**THE TASK**
In the listing below, copy the lines from the one containing "Objective — one marker per instance of the white statue" through the end, changing "white statue" to "marble statue" and leaving everything else as it stands.

**RECORDS**
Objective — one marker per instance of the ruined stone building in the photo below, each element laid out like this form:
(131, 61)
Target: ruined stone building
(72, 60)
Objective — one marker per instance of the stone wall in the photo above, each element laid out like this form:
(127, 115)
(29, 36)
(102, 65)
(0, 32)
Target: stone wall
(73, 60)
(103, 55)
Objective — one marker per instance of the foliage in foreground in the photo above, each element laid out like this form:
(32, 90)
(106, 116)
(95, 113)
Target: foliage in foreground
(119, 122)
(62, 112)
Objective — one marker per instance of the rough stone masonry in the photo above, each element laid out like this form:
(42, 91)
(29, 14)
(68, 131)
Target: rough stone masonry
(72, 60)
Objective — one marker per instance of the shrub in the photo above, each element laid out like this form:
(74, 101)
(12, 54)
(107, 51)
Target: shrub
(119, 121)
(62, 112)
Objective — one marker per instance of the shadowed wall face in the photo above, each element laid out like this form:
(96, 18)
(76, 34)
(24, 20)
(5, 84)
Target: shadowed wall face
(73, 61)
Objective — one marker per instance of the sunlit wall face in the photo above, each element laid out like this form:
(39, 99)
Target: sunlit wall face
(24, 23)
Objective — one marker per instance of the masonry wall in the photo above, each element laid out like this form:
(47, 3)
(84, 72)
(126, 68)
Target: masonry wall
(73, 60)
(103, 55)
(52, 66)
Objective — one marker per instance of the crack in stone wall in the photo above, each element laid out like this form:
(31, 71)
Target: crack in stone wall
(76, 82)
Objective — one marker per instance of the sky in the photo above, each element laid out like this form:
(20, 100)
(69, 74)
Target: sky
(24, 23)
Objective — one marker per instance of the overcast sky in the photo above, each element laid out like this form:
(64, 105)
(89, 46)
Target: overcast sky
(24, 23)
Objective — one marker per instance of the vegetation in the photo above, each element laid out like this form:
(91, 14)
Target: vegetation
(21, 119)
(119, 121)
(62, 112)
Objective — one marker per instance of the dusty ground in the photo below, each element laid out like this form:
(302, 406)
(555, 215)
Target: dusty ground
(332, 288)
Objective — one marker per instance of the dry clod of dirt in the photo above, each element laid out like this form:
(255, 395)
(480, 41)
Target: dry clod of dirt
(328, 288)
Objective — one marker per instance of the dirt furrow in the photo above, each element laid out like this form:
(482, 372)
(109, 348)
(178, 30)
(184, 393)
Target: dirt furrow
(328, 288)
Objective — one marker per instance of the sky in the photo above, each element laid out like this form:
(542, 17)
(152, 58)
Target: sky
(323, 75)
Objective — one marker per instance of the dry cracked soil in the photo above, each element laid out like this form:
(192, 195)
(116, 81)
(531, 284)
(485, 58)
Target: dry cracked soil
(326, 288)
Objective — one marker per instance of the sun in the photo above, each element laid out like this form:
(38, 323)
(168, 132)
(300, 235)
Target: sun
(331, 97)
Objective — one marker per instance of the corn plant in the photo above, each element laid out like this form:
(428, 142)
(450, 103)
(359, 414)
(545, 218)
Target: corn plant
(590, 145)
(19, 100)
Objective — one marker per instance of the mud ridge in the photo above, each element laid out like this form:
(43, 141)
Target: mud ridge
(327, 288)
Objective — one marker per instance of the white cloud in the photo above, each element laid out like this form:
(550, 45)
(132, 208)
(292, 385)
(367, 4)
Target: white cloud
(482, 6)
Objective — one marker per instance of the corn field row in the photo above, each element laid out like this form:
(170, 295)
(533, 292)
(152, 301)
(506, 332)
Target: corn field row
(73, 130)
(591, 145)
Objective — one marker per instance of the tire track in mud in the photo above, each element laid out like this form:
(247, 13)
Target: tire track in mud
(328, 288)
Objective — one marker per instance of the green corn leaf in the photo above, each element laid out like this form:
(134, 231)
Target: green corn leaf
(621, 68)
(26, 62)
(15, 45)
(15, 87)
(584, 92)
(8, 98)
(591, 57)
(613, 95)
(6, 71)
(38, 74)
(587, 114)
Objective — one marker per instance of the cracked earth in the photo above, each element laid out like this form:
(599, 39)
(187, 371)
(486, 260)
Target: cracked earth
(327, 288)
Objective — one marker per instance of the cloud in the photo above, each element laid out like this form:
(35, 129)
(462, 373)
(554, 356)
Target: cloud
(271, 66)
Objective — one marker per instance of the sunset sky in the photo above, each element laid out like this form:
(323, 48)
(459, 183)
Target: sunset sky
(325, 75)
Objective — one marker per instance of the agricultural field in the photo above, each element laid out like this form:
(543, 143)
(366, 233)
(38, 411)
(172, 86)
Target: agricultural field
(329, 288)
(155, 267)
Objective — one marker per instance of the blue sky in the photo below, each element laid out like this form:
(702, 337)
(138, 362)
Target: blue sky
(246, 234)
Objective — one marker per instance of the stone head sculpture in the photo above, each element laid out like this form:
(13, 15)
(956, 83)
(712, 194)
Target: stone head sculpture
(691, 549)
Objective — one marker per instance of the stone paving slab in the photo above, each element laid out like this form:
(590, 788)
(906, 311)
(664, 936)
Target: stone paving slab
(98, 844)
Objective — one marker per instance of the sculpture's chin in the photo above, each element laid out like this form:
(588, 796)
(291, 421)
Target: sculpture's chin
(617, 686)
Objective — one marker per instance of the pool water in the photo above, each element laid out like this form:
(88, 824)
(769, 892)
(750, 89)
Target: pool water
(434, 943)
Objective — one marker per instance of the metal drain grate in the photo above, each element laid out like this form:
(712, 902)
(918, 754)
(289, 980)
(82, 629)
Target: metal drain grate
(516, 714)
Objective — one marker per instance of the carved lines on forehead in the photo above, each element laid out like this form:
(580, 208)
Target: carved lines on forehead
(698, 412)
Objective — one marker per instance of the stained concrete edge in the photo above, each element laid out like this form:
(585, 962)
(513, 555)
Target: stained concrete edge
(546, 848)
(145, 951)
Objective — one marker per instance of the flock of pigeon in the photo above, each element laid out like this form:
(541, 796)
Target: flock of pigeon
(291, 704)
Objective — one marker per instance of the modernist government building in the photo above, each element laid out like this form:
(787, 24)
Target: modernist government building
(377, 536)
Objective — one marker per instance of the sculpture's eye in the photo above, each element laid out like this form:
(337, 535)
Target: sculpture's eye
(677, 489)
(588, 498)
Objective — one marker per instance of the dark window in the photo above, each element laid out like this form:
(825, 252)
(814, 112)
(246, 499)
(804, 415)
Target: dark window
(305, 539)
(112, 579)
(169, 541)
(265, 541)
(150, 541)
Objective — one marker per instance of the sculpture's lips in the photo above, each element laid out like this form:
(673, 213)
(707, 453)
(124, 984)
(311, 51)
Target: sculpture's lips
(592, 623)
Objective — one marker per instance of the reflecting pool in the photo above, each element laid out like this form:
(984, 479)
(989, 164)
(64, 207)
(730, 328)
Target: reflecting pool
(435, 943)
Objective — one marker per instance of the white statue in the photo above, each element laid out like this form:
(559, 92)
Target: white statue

**THE ANSWER**
Objective — one marker per instance of the marble statue in the photo above, each element laid out like this form:
(559, 92)
Target: marble statue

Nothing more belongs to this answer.